What this task involves: What is needed is a verbatim copy of every record below, with the pictures left out.

BEGIN Extracted entries

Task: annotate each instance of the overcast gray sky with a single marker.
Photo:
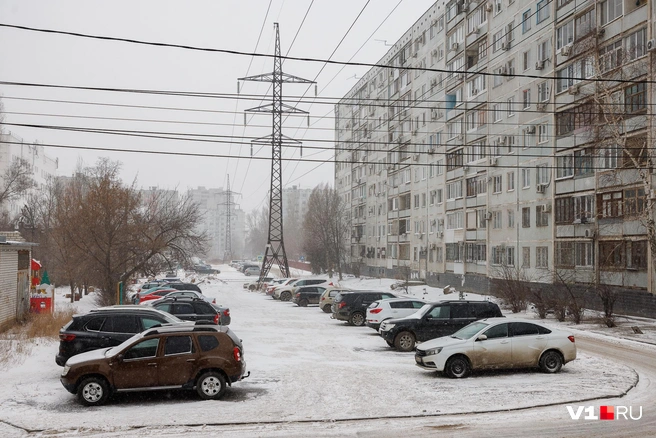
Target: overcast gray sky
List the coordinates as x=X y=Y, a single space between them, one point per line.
x=42 y=58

END Extracted entries

Result for this exercise:
Task: annotate each instance of the overcast gray sky with a single marker.
Photo:
Target: overcast gray sky
List the coordinates as x=X y=Y, a single space between them, one point per line.
x=42 y=58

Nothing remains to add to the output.